» **Directions**
(A) Please copy the passage of the essay on medical transcription word for word, beginning at "I sometimes wonder" and ending after "for many years.".
(B) Answer these questions from the essay on medical transcription:
(i) What subject did the author teach to high school juniors and seniors at the Vocational Technical School?
(ii) What did one adult student dress Bucky Bones in?
(iii) For whom does the one former student the author still has contact with do transcription?

Isn’t this always a burning question? Depending on how long you have been involved in the medical field, perhaps, but the longer you are in it, the quicker your response comes back: Yes, it IS crucial! The problem today is that so many of our medical records are being transcribed in so many different countries, none of which have the rules and regulations we have here in the United States relating to confidentiality of personal medical information.
In the 1990s, I had the questionable privilege of teaching at a Vocational Technical School, teaching medical transcription to juniors and seniors in high school. It was challenging, since it was obvious that senioritis was and is a definite, and sometimes debilitating, condition (and should be categorized as such). Unfortunately, there is no remedy for it but graduation!
Like many idealistic new teachers, I went into the project thinking it would be wonderful to teach these young people and delighted in fantasies of them eagerly accepting my pearls of wisdom, yada, yada, yada. The reality was like a bucket of cold water to the face! My class that year consisted only of female students. Do you remember high school? Do you remember how impossible female junior/senior girls can be? Were you one of them?
Be that as it may, the realization that transcription was beyond their years came with the class on Confidentiality when one of the young women, a junior, looked at me pityingly (and superciliously, I might add). As she glared down her nose at me, she sniped, “Well! (huff in voice and a fluff in her chair) EVERYONE tells secrets!” Stunned, I stood there, rather stupidly I admit, and thought; “Oh! This can’t be real. Someone please get me out of here!” That very afternoon found me in the director’s office rearranging the curriculum and turning the class into a (remedial) Basic Medical Office/receptionist class. And I was out of there! The thought of teaching those boringly basic skills to people who just didn’t care was too much for me to handle.
Alternatively, there were the adult students who delighted me with their variety of presentations on Anatomy. One woman dressed our Bucky Bones (skeleton) in a dress, high-heeled shoes and a beautiful scarf, then proceeded to tell us what muscles this Senorita would use when she went dancing. Would it surprise you to learn she received an A for that class?
I sometimes wonder where those students are today. There is only one with whom I have any contact and she has developed into a lovely wife and mother, and yes, she does transcription – for her local police department! And confidentiality is just as much a prime consideration today as it has been for many years.
It still bothers me that our transcription industry is being outsourced to other countries, mostly because of “the bottom line” so I smile when one of my medical practitioners uses their own computer, even if most of it is templates. At least I know it is local and not going out of the country.

» **Record excerpts**

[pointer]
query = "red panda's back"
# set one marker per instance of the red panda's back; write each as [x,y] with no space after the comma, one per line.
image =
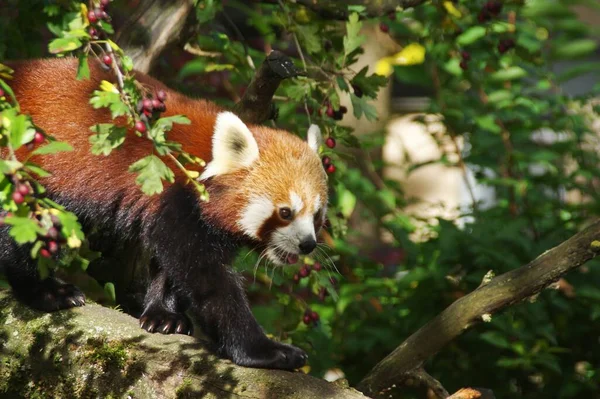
[58,103]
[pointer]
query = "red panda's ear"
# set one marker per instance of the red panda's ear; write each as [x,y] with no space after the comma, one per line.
[233,146]
[314,138]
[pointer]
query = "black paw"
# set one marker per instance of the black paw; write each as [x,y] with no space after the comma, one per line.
[165,322]
[273,355]
[52,295]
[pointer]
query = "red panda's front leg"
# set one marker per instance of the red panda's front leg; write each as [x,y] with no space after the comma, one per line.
[193,254]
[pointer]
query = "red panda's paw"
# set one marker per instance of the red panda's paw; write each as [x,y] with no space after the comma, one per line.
[274,355]
[52,295]
[165,322]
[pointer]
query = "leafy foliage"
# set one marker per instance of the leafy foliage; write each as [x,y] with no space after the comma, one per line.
[491,81]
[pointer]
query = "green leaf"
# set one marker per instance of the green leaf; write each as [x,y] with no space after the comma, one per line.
[361,105]
[53,148]
[111,100]
[83,69]
[107,138]
[575,49]
[353,40]
[510,73]
[64,44]
[151,171]
[471,35]
[23,229]
[309,36]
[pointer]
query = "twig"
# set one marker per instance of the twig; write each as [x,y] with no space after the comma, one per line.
[501,292]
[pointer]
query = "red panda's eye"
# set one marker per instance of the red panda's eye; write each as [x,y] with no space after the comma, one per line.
[285,213]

» **Completed exercise**
(A)
I sometimes wonder where those students are today. There is only one with whom I have any contact and she has developed into a lovely wife and mother, and yes, she does transcription – for her local police department! And confidentiality is just as much a prime consideration today as it has been for many years.

(B)
(i) Medical transcription
(ii) A dress, high-heeled shoes and a beautiful scarf
(iii) Her local police department